§ Exercise:
Recast every line of the data below as a Markdown table with a Row column holding a running number and an Entry column holding the line itself. Omit blank lines.

§ The data:
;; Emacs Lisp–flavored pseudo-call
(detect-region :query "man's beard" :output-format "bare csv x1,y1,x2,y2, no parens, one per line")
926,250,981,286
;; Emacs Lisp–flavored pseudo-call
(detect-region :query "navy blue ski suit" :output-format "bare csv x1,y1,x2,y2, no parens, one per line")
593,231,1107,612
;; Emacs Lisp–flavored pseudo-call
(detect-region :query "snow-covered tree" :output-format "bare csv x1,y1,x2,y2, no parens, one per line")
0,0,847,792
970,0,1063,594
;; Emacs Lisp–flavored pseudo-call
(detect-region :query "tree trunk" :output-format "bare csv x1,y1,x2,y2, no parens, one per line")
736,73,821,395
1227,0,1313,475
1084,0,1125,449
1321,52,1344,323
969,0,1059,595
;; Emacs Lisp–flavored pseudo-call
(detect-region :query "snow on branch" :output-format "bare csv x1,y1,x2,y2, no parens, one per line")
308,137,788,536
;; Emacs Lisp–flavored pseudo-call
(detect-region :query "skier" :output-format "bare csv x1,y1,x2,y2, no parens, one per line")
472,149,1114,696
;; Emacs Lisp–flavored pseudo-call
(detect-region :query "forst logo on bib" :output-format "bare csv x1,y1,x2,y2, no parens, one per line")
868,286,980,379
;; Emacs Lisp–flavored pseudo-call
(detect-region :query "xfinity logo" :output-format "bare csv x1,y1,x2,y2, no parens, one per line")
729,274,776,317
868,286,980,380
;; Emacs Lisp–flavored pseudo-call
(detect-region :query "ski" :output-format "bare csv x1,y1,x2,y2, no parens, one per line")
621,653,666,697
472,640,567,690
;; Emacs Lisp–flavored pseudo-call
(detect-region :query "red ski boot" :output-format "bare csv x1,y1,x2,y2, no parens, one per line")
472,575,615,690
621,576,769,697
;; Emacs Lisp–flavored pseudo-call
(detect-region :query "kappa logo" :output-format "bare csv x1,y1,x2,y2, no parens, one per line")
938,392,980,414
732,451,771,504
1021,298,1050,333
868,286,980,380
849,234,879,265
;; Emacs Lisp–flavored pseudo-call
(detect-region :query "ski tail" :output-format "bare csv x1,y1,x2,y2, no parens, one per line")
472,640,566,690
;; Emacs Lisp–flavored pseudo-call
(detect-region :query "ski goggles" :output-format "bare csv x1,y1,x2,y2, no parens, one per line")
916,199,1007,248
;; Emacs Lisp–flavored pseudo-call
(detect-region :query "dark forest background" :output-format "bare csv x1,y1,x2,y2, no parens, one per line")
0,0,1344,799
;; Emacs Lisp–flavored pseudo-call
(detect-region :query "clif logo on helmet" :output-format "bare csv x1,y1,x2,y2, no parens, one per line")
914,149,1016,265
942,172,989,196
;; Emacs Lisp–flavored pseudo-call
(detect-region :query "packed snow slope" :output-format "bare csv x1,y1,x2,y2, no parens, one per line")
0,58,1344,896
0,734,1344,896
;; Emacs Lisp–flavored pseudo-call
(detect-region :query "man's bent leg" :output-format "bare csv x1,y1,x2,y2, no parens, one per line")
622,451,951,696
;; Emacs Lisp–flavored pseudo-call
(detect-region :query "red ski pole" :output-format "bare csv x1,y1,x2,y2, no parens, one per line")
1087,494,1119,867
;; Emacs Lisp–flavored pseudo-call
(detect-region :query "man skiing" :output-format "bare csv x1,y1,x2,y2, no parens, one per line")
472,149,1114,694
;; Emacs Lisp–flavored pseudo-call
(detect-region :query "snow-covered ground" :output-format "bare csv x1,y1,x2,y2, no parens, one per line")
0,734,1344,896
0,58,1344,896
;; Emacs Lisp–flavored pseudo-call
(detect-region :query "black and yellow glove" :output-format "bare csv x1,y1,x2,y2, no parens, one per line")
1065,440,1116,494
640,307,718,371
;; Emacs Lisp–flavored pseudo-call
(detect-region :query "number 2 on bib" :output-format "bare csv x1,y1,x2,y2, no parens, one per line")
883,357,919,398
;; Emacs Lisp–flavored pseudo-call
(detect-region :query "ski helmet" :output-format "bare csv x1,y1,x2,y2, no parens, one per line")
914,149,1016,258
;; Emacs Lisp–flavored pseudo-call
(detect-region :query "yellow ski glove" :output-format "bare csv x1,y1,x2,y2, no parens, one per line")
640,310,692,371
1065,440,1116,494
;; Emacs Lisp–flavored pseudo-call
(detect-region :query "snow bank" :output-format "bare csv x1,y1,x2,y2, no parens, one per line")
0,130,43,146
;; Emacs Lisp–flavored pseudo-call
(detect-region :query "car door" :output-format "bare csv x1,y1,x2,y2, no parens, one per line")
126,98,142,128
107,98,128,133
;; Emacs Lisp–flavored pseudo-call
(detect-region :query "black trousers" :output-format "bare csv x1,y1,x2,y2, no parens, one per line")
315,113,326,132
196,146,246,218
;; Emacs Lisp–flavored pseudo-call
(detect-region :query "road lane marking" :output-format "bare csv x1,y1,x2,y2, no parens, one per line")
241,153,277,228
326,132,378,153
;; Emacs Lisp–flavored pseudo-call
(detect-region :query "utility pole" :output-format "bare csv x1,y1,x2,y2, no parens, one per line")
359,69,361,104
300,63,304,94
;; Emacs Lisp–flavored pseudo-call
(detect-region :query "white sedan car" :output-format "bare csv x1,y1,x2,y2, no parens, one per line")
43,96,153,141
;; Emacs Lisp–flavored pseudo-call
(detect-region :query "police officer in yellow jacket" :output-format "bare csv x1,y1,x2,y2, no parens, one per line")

§ Exercise response:
| Row | Entry |
|---|---|
| 1 | ;; Emacs Lisp–flavored pseudo-call |
| 2 | (detect-region :query "man's beard" :output-format "bare csv x1,y1,x2,y2, no parens, one per line") |
| 3 | 926,250,981,286 |
| 4 | ;; Emacs Lisp–flavored pseudo-call |
| 5 | (detect-region :query "navy blue ski suit" :output-format "bare csv x1,y1,x2,y2, no parens, one per line") |
| 6 | 593,231,1107,612 |
| 7 | ;; Emacs Lisp–flavored pseudo-call |
| 8 | (detect-region :query "snow-covered tree" :output-format "bare csv x1,y1,x2,y2, no parens, one per line") |
| 9 | 0,0,847,792 |
| 10 | 970,0,1063,594 |
| 11 | ;; Emacs Lisp–flavored pseudo-call |
| 12 | (detect-region :query "tree trunk" :output-format "bare csv x1,y1,x2,y2, no parens, one per line") |
| 13 | 736,73,821,395 |
| 14 | 1227,0,1313,475 |
| 15 | 1084,0,1125,449 |
| 16 | 1321,52,1344,323 |
| 17 | 969,0,1059,595 |
| 18 | ;; Emacs Lisp–flavored pseudo-call |
| 19 | (detect-region :query "snow on branch" :output-format "bare csv x1,y1,x2,y2, no parens, one per line") |
| 20 | 308,137,788,536 |
| 21 | ;; Emacs Lisp–flavored pseudo-call |
| 22 | (detect-region :query "skier" :output-format "bare csv x1,y1,x2,y2, no parens, one per line") |
| 23 | 472,149,1114,696 |
| 24 | ;; Emacs Lisp–flavored pseudo-call |
| 25 | (detect-region :query "forst logo on bib" :output-format "bare csv x1,y1,x2,y2, no parens, one per line") |
| 26 | 868,286,980,379 |
| 27 | ;; Emacs Lisp–flavored pseudo-call |
| 28 | (detect-region :query "xfinity logo" :output-format "bare csv x1,y1,x2,y2, no parens, one per line") |
| 29 | 729,274,776,317 |
| 30 | 868,286,980,380 |
| 31 | ;; Emacs Lisp–flavored pseudo-call |
| 32 | (detect-region :query "ski" :output-format "bare csv x1,y1,x2,y2, no parens, one per line") |
| 33 | 621,653,666,697 |
| 34 | 472,640,567,690 |
| 35 | ;; Emacs Lisp–flavored pseudo-call |
| 36 | (detect-region :query "red ski boot" :output-format "bare csv x1,y1,x2,y2, no parens, one per line") |
| 37 | 472,575,615,690 |
| 38 | 621,576,769,697 |
| 39 | ;; Emacs Lisp–flavored pseudo-call |
| 40 | (detect-region :query "kappa logo" :output-format "bare csv x1,y1,x2,y2, no parens, one per line") |
| 41 | 938,392,980,414 |
| 42 | 732,451,771,504 |
| 43 | 1021,298,1050,333 |
| 44 | 868,286,980,380 |
| 45 | 849,234,879,265 |
| 46 | ;; Emacs Lisp–flavored pseudo-call |
| 47 | (detect-region :query "ski tail" :output-format "bare csv x1,y1,x2,y2, no parens, one per line") |
| 48 | 472,640,566,690 |
| 49 | ;; Emacs Lisp–flavored pseudo-call |
| 50 | (detect-region :query "ski goggles" :output-format "bare csv x1,y1,x2,y2, no parens, one per line") |
| 51 | 916,199,1007,248 |
| 52 | ;; Emacs Lisp–flavored pseudo-call |
| 53 | (detect-region :query "dark forest background" :output-format "bare csv x1,y1,x2,y2, no parens, one per line") |
| 54 | 0,0,1344,799 |
| 55 | ;; Emacs Lisp–flavored pseudo-call |
| 56 | (detect-region :query "clif logo on helmet" :output-format "bare csv x1,y1,x2,y2, no parens, one per line") |
| 57 | 914,149,1016,265 |
| 58 | 942,172,989,196 |
| 59 | ;; Emacs Lisp–flavored pseudo-call |
| 60 | (detect-region :query "packed snow slope" :output-format "bare csv x1,y1,x2,y2, no parens, one per line") |
| 61 | 0,58,1344,896 |
| 62 | 0,734,1344,896 |
| 63 | ;; Emacs Lisp–flavored pseudo-call |
| 64 | (detect-region :query "man's bent leg" :output-format "bare csv x1,y1,x2,y2, no parens, one per line") |
| 65 | 622,451,951,696 |
| 66 | ;; Emacs Lisp–flavored pseudo-call |
| 67 | (detect-region :query "red ski pole" :output-format "bare csv x1,y1,x2,y2, no parens, one per line") |
| 68 | 1087,494,1119,867 |
| 69 | ;; Emacs Lisp–flavored pseudo-call |
| 70 | (detect-region :query "man skiing" :output-format "bare csv x1,y1,x2,y2, no parens, one per line") |
| 71 | 472,149,1114,694 |
| 72 | ;; Emacs Lisp–flavored pseudo-call |
| 73 | (detect-region :query "snow-covered ground" :output-format "bare csv x1,y1,x2,y2, no parens, one per line") |
| 74 | 0,734,1344,896 |
| 75 | 0,58,1344,896 |
| 76 | ;; Emacs Lisp–flavored pseudo-call |
| 77 | (detect-region :query "black and yellow glove" :output-format "bare csv x1,y1,x2,y2, no parens, one per line") |
| 78 | 1065,440,1116,494 |
| 79 | 640,307,718,371 |
| 80 | ;; Emacs Lisp–flavored pseudo-call |
| 81 | (detect-region :query "number 2 on bib" :output-format "bare csv x1,y1,x2,y2, no parens, one per line") |
| 82 | 883,357,919,398 |
| 83 | ;; Emacs Lisp–flavored pseudo-call |
| 84 | (detect-region :query "ski helmet" :output-format "bare csv x1,y1,x2,y2, no parens, one per line") |
| 85 | 914,149,1016,258 |
| 86 | ;; Emacs Lisp–flavored pseudo-call |
| 87 | (detect-region :query "yellow ski glove" :output-format "bare csv x1,y1,x2,y2, no parens, one per line") |
| 88 | 640,310,692,371 |
| 89 | 1065,440,1116,494 |
| 90 | ;; Emacs Lisp–flavored pseudo-call |
| 91 | (detect-region :query "snow bank" :output-format "bare csv x1,y1,x2,y2, no parens, one per line") |
| 92 | 0,130,43,146 |
| 93 | ;; Emacs Lisp–flavored pseudo-call |
| 94 | (detect-region :query "car door" :output-format "bare csv x1,y1,x2,y2, no parens, one per line") |
| 95 | 126,98,142,128 |
| 96 | 107,98,128,133 |
| 97 | ;; Emacs Lisp–flavored pseudo-call |
| 98 | (detect-region :query "black trousers" :output-format "bare csv x1,y1,x2,y2, no parens, one per line") |
| 99 | 315,113,326,132 |
| 100 | 196,146,246,218 |
| 101 | ;; Emacs Lisp–flavored pseudo-call |
| 102 | (detect-region :query "road lane marking" :output-format "bare csv x1,y1,x2,y2, no parens, one per line") |
| 103 | 241,153,277,228 |
| 104 | 326,132,378,153 |
| 105 | ;; Emacs Lisp–flavored pseudo-call |
| 106 | (detect-region :query "utility pole" :output-format "bare csv x1,y1,x2,y2, no parens, one per line") |
| 107 | 359,69,361,104 |
| 108 | 300,63,304,94 |
| 109 | ;; Emacs Lisp–flavored pseudo-call |
| 110 | (detect-region :query "white sedan car" :output-format "bare csv x1,y1,x2,y2, no parens, one per line") |
| 111 | 43,96,153,141 |
| 112 | ;; Emacs Lisp–flavored pseudo-call |
| 113 | (detect-region :query "police officer in yellow jacket" :output-format "bare csv x1,y1,x2,y2, no parens, one per line") |